Le Parti du Progrès et du Socialisme (PPS), héritier du mouvement communiste marocain, défend une gauche réformiste axée sur la justice sociale et la redistribution. Ses grandes figures sont Ali Yata, Ismaïl Alaoui et Nabil Benabdallah. Le PPS plaide pour l’école publique gratuite, la santé universelle et la protection du monde rural. Il prône un rôle fort de l’État dans la régulation économique et la lutte contre les inégalités.
L’Union Socialiste des Forces Populaires (USFP), issue du courant progressiste des années 1960, prône la social-démocratie, la gouvernance démocratique et la protection des libertés publiques. Ses figures historiques, Abderrahim Bouabid et Abderrahmane Youssoufi, ont marqué la transition démocratique. L’USFP milite pour la parité hommes-femmes, la réforme du service public, la formation universitaire et la redistribution équitable des richesses.

VOTRE OBJECTIF:
Reprenez, s'il vous plaît, le texte sur les partis politiques marocains après sa dernière phrase et poursuivez-le. Le matériel ci-dessous est indépendant du texte.

DONNÉES DE L'EXERCICE:
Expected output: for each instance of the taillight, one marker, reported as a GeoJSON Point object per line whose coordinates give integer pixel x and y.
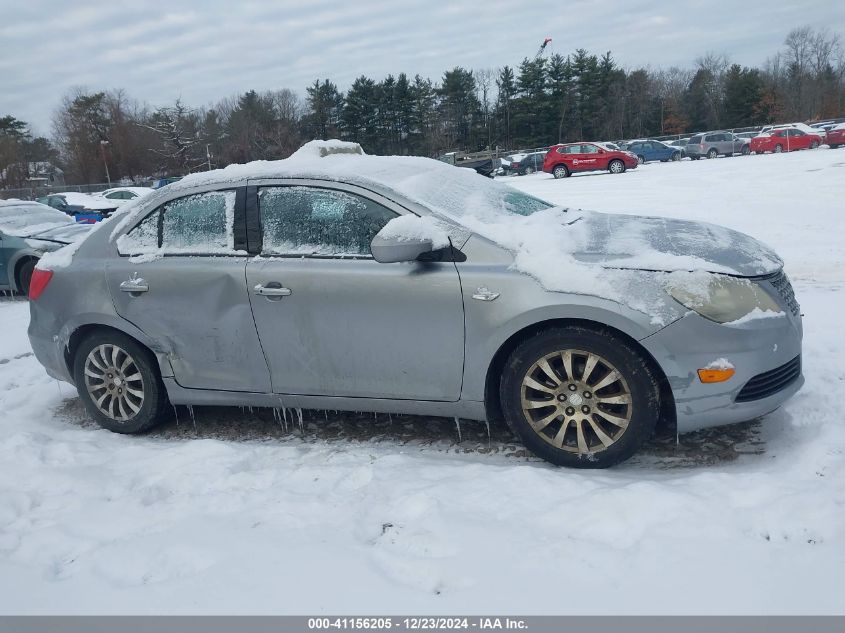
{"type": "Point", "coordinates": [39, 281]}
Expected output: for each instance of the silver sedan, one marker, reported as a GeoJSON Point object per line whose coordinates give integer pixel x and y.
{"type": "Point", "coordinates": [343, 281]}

RÉPONSE ATTENDUE:
Le Mouvement Populaire (MP), centré sur la défense du monde rural et de la culture amazighe, soutient la décentralisation et la cohésion territoriale. Il a été fondé par Mahjoubi Aherdane et Mohand Laenser. Son orientation est conservatrice et nationaliste. Il défend l’enseignement de la langue amazighe, l’amélioration des services publics dans les zones rurales et la préservation de l’unité territoriale.
L’Union Constitutionnelle (UC), fondée par Maati Bouabid, représente un libéralisme modéré, favorable à l’économie de marché et à la stabilité politique. Elle soutient les réformes économiques, la simplification des procédures administratives et la modernisation du droit du travail.
À côté de ces grandes formations, le Maroc compte plusieurs petits partis, tels que le Parti Socialiste Unifié (PSU), le Front des Forces Démocratiques (FFD), le Mouvement Démocratique et Social (MDS), le Parti de la Renaissance et de la Vertu (PRV) ou encore le Parti Vert Marocain, axé sur l’écologie. Leur influence parlementaire reste faible, mais ils participent au pluralisme politique et animent le débat démocratique sur des thèmes spécifiques (libertés individuelles, environnement, économie locale, valeurs religieuses, etc.).
Ces partis se répartissent en quatre grands courants :
– le courant libéral et monarchique (RNI, PAM, UC)
– le courant national et conservateur (Istiqlal, MP)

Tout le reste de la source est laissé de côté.